TASK TO COMPLETE: Count the lines in the records below that contain the string "jacket", treating uppercase and lowercase as different. Give only that number.

DATA PROVIDED:
________________________________________
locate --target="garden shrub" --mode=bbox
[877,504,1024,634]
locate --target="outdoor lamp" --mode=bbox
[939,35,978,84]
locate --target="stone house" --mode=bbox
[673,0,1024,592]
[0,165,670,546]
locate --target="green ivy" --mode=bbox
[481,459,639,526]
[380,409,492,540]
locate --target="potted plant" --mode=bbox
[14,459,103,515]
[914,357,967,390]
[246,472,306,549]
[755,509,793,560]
________________________________________
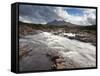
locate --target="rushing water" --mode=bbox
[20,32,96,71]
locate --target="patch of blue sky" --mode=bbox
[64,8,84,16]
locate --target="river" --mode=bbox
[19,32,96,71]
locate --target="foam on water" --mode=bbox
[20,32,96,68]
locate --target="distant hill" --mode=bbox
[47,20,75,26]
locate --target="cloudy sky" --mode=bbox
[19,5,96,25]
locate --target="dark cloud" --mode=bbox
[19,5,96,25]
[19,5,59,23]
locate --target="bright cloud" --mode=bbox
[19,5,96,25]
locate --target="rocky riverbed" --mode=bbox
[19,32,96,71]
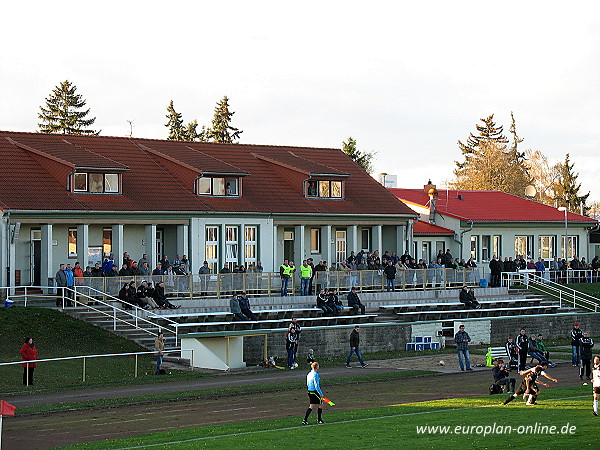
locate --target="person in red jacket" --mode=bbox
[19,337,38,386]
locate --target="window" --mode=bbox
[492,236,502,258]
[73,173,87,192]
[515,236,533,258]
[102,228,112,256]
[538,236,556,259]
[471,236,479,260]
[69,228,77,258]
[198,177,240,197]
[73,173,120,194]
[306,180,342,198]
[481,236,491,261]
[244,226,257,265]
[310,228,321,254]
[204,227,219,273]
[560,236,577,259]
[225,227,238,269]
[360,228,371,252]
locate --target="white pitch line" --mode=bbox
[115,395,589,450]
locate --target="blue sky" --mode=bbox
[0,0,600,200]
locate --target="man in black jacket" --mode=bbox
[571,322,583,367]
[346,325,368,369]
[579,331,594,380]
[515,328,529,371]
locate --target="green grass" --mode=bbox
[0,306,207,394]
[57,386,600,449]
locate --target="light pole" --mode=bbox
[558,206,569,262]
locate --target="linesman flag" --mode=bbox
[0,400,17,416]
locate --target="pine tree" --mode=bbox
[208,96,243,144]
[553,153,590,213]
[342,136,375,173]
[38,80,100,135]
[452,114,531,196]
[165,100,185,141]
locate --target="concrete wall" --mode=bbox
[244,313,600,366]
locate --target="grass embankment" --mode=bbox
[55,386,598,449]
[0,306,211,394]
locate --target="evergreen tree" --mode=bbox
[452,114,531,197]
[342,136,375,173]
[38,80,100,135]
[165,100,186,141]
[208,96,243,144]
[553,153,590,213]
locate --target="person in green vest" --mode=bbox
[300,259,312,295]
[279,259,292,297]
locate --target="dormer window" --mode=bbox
________________________________________
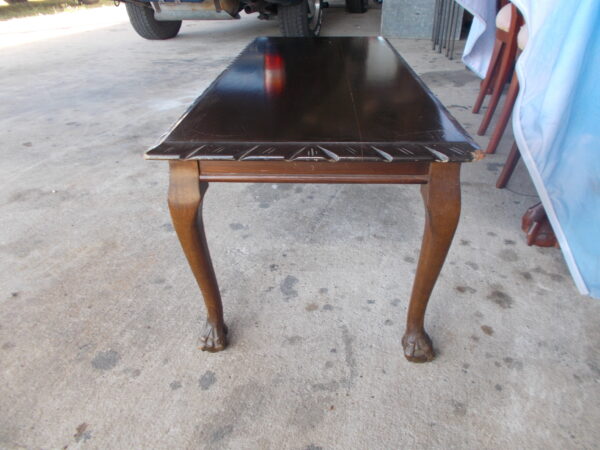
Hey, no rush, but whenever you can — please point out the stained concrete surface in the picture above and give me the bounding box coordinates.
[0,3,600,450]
________________________________________
TASK ANSWER: 2